> _TEXT SECTION_:
The other thing that Phil briefly touched on was that we have a number of services that we need to review to make sure that we have got the balance right between being able to sustain the service into the future and having a critical mass of population—perhaps because the way that we deliver is changing or because we need a critical mass of population. The JCC is, jointly with us, reviewing cardiac surgery—Suzanne and I are both cardiac surgery providers—and neonatal services, for example. We have three neonatal units across south Wales, and the clinical expertise suggests that we might need to move to a different model. Clearly, we will need to engage patients and balance access with having sustainable services and the right, high-quality outcomes for patients.
Some of the challenge is that the JCC is a relatively small organisation, hosted by Paul’s health board. Sometimes, we would like to go faster on some of the work that the JCC is undertaking, but capacity contributes to the timescale on some of the issues. As I said, in this year’s programme of work, we have a review of cardiac surgery and of neonatal. We are also doing a deep dive into the IPFR process, because expenditure in that area has increased over the last three years. We will look at whether we can do anything to improve the process, and at what the outcomes and issues are around it.

> _DATASET ENTRIES_:
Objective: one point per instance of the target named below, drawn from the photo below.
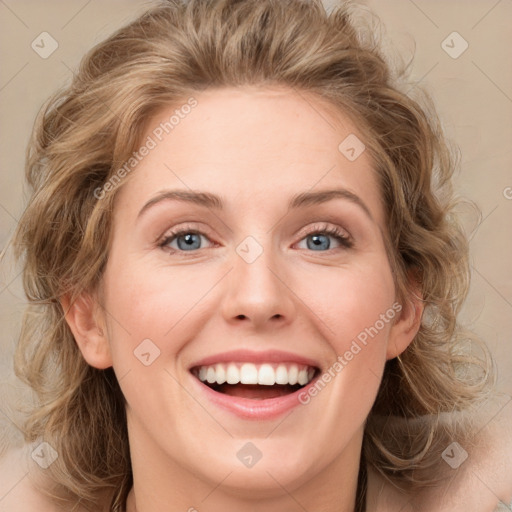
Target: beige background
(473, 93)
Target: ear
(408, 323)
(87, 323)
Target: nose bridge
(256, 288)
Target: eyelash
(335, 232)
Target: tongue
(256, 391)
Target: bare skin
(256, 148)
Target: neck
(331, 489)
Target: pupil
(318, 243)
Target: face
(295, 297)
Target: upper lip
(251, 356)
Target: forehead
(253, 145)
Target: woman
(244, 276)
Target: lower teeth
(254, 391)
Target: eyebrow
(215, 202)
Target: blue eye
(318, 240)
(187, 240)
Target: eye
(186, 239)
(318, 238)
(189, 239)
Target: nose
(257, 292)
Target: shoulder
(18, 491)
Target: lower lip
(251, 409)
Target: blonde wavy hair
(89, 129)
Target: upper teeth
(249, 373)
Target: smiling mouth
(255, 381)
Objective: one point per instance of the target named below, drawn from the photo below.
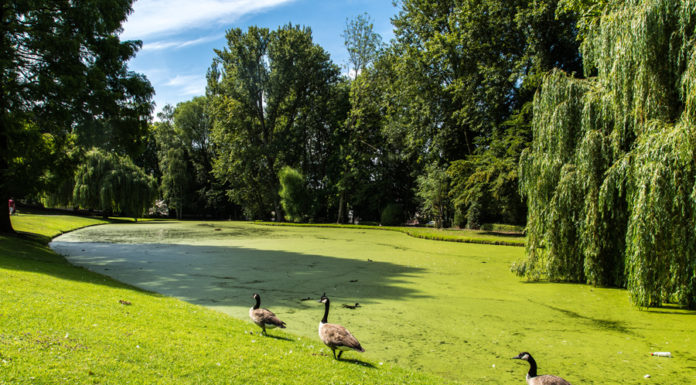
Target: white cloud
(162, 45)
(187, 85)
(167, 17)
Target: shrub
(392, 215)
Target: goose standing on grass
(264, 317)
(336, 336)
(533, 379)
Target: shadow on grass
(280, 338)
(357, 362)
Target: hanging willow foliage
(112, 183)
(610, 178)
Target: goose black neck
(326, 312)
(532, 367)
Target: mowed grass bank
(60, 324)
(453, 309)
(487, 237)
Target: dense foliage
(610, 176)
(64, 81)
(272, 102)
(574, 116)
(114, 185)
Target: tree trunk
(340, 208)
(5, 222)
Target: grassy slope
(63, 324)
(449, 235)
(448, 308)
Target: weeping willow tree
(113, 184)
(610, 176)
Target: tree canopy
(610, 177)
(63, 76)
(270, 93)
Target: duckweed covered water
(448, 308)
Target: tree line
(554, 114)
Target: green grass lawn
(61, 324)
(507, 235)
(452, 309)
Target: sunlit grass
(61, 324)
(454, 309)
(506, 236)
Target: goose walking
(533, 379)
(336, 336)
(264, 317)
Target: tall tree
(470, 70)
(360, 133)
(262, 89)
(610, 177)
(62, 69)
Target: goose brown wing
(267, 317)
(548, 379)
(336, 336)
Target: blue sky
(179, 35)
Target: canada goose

> _APPLY WHAT YOU READ_:
1 - According to the testimony, how many neonatal units are there across south Wales?
2 - Which people does the testimony mention by first name?
3 - Write out the passage of the testimony starting at "The other thing" and ending at "outcomes for patients.".
The material is separate from the testimony.

> _ANSWERS BELOW_:
1 - Three.

2 - Phil, Suzanne, Paul

3 -
The other thing that Phil briefly touched on was that we have a number of services that we need to review to make sure that we have got the balance right between being able to sustain the service into the future and having a critical mass of population—perhaps because the way that we deliver is changing or because we need a critical mass of population. The JCC is, jointly with us, reviewing cardiac surgery—Suzanne and I are both cardiac surgery providers—and neonatal services, for example. We have three neonatal units across south Wales, and the clinical expertise suggests that we might need to move to a different model. Clearly, we will need to engage patients and balance access with having sustainable services and the right, high-quality outcomes for patients.